**INSTRUCTION:**
Render every line of the rows below as a Markdown table with two columns, Number and Text. Put each line's sequence number in Number and the line itself in Text, and leave out blank lines.

Source records:

"""

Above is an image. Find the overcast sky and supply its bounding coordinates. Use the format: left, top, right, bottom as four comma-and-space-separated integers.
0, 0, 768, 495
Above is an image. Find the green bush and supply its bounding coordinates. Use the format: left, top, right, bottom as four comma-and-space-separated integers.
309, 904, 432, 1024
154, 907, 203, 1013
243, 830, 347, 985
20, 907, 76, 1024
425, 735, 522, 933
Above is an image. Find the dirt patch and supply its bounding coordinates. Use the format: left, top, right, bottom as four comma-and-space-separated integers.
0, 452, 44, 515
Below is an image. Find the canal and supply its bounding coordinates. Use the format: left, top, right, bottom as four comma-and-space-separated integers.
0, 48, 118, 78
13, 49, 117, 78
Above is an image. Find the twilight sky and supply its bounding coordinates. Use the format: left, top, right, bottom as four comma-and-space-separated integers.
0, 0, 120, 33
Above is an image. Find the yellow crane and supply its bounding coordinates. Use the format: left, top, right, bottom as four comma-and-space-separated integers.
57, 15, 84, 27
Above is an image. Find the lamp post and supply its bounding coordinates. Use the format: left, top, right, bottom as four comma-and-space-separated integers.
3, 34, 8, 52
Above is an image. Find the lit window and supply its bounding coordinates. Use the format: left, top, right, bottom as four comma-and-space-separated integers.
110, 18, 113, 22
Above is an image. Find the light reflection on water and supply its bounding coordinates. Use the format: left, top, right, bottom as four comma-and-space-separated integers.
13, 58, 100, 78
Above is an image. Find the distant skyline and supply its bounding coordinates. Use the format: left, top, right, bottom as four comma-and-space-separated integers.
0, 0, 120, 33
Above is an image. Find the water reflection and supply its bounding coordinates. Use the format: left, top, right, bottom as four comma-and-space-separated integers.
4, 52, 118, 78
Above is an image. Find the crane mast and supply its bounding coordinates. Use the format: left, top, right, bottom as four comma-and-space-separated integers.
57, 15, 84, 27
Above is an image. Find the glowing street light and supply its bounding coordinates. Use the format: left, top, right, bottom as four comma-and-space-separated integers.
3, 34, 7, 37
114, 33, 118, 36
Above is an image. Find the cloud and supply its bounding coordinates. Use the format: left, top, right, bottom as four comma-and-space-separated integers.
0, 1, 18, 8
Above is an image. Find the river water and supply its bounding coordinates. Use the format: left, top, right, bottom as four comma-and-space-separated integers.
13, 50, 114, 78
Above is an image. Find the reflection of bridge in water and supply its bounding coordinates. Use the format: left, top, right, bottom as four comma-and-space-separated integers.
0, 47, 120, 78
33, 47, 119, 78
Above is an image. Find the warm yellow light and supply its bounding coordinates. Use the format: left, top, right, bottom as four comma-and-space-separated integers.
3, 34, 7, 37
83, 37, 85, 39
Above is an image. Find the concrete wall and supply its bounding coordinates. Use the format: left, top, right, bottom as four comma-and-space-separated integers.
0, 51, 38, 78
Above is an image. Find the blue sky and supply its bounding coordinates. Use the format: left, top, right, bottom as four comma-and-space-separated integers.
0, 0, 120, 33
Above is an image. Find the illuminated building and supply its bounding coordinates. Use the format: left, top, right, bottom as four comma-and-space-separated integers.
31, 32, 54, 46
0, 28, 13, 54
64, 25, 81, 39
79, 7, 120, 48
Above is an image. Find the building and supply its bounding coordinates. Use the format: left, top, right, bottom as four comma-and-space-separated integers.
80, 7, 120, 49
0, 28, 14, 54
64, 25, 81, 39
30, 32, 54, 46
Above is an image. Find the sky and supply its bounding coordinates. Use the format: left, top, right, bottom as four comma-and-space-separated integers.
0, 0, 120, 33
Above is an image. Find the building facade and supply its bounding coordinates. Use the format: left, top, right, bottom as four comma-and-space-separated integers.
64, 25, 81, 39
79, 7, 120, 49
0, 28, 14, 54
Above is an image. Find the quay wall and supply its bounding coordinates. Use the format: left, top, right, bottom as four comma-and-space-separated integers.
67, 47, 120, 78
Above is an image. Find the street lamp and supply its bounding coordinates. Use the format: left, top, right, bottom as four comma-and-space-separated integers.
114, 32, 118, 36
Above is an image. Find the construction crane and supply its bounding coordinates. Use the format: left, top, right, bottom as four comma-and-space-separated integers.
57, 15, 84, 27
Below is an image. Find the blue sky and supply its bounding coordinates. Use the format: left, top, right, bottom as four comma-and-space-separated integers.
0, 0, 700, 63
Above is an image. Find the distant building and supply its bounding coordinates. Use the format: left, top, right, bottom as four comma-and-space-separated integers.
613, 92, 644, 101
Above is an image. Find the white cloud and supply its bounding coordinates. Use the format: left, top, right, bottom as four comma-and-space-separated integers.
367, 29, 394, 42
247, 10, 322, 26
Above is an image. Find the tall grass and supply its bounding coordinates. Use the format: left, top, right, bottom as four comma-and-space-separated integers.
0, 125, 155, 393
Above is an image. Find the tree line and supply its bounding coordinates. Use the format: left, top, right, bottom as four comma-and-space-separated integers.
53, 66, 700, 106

"""

**PROBLEM SOLUTION:**
| Number | Text |
|---|---|
| 1 | Above is an image. Find the overcast sky and supply its bounding coordinates. Use the format: left, top, right, bottom as four comma-and-space-separated integers. |
| 2 | 0, 0, 768, 495 |
| 3 | Above is an image. Find the green bush and supply its bounding coordinates. Use the format: left, top, right, bottom as four comma-and-space-separated integers. |
| 4 | 309, 904, 432, 1024 |
| 5 | 154, 907, 203, 1013 |
| 6 | 243, 830, 347, 985 |
| 7 | 20, 907, 76, 1024 |
| 8 | 425, 735, 522, 933 |
| 9 | Above is an image. Find the dirt patch and supply its bounding coordinates. Use the format: left, top, right, bottom as four comma-and-space-separated integers. |
| 10 | 0, 452, 44, 515 |
| 11 | Below is an image. Find the canal and supply its bounding coordinates. Use the format: left, top, right, bottom as four comma-and-space-separated integers. |
| 12 | 0, 48, 118, 78 |
| 13 | 13, 49, 117, 78 |
| 14 | Above is an image. Find the twilight sky and supply its bounding coordinates. Use the format: left, top, right, bottom as four comma-and-space-separated integers. |
| 15 | 0, 0, 120, 33 |
| 16 | Above is an image. Find the yellow crane and supply its bounding coordinates. Use the format: left, top, right, bottom as four comma-and-space-separated integers. |
| 17 | 57, 15, 84, 27 |
| 18 | Above is an image. Find the lamp post and supply its bounding coordinates. Use the format: left, top, right, bottom as four comma-and-space-separated integers. |
| 19 | 3, 34, 8, 52 |
| 20 | Above is an image. Find the lit window and supply its bounding coordinates. Use the format: left, top, right, bottom as four comma-and-space-separated integers. |
| 21 | 110, 18, 113, 22 |
| 22 | Above is an image. Find the light reflection on water and supply its bounding coordinates. Use the format: left, top, right, bottom as four comma-and-space-separated integers. |
| 23 | 13, 58, 100, 78 |
| 24 | Above is an image. Find the distant skyline and supply its bounding coordinates. Use the format: left, top, right, bottom as four comma-and-space-separated integers. |
| 25 | 0, 0, 120, 33 |
| 26 | Above is an image. Find the water reflection and supply its bounding coordinates. Use the format: left, top, right, bottom as four comma-and-space-separated integers. |
| 27 | 4, 52, 118, 78 |
| 28 | Above is an image. Find the crane mast and supply its bounding coordinates. Use the format: left, top, right, bottom as four comma-and-space-separated integers. |
| 29 | 57, 15, 84, 27 |
| 30 | Above is an image. Find the glowing street light and supply its bounding coordinates. Use the format: left, top, right, bottom as four comma-and-space-separated integers. |
| 31 | 3, 34, 7, 37 |
| 32 | 114, 33, 118, 36 |
| 33 | Above is an image. Find the cloud and supply its bounding coordinates. Use the format: left, top, right, bottom as four comma-and-space-separated integers. |
| 34 | 0, 1, 18, 8 |
| 35 | Above is an image. Find the river water and supply its bounding coordinates. Use the format: left, top, right, bottom as four comma-and-space-separated integers. |
| 36 | 13, 50, 114, 78 |
| 37 | Above is an image. Find the reflection of bridge in water and supply its bounding coordinates. Use the format: left, top, right, bottom as four comma-and-space-separated integers. |
| 38 | 0, 47, 120, 78 |
| 39 | 33, 47, 119, 78 |
| 40 | Above is an image. Find the warm yellow light and supply its bounding coordinates. Use the format: left, top, right, bottom as four comma-and-space-separated integers. |
| 41 | 3, 34, 7, 37 |
| 42 | 83, 37, 85, 39 |
| 43 | Above is an image. Find the concrete wall and supply its bounding coordinates. Use the format: left, top, right, bottom as four comma-and-space-separated integers. |
| 44 | 0, 51, 38, 78 |
| 45 | Above is an image. Find the blue sky and supply its bounding coordinates. Use the format: left, top, right, bottom as four comma-and-space-separated integers. |
| 46 | 0, 0, 120, 33 |
| 47 | Above is an image. Find the illuminated building and supply its bounding coordinates. Use the format: left, top, right, bottom as four comma-and-space-separated integers. |
| 48 | 31, 32, 54, 46 |
| 49 | 0, 28, 13, 54 |
| 50 | 64, 25, 81, 39 |
| 51 | 79, 7, 120, 48 |
| 52 | Above is an image. Find the building and supply its bounding coordinates. Use the format: left, top, right, bottom as four comma-and-space-separated integers. |
| 53 | 80, 7, 120, 49 |
| 54 | 0, 28, 14, 54 |
| 55 | 64, 25, 81, 39 |
| 56 | 30, 32, 54, 46 |
| 57 | Above is an image. Find the sky and supply its bounding coordinates. Use the format: left, top, right, bottom as four comma-and-space-separated integers. |
| 58 | 0, 0, 120, 33 |
| 59 | Above is an image. Find the building facade and supply its bounding coordinates. Use the format: left, top, right, bottom as four comma-and-space-separated integers. |
| 60 | 64, 25, 81, 39 |
| 61 | 79, 7, 120, 49 |
| 62 | 0, 28, 14, 54 |
| 63 | Above is an image. Find the quay wall and supply its bounding coordinates. Use the format: left, top, right, bottom as four comma-and-space-separated integers. |
| 64 | 67, 47, 120, 78 |
| 65 | Above is an image. Find the street lamp and supply its bounding coordinates. Use the format: left, top, right, bottom as four comma-and-space-separated integers. |
| 66 | 114, 32, 118, 36 |
| 67 | Above is an image. Find the construction crane and supply its bounding coordinates. Use the format: left, top, right, bottom as four comma-and-space-separated integers. |
| 68 | 57, 15, 84, 27 |
| 69 | Below is an image. Find the blue sky and supply its bounding coordinates. Use the format: left, top, right, bottom as four comma-and-space-separated integers. |
| 70 | 0, 0, 700, 63 |
| 71 | Above is an image. Find the distant building and supply its bounding coordinates. Use the format: left, top, right, bottom as four comma-and-space-separated integers. |
| 72 | 613, 92, 644, 101 |
| 73 | Above is an image. Find the white cloud and supply its bounding coordinates. Use the format: left, top, right, bottom as four comma-and-space-separated integers. |
| 74 | 367, 29, 394, 42 |
| 75 | 247, 10, 322, 26 |
| 76 | Above is an image. Find the tall grass and supply its bounding coordinates. Use the format: left, top, right, bottom as four comma-and-space-separated integers. |
| 77 | 0, 125, 155, 393 |
| 78 | Above is an image. Find the tree line and supply its bounding coordinates. Use the format: left, top, right, bottom as four comma-and-space-separated integers. |
| 79 | 53, 66, 700, 106 |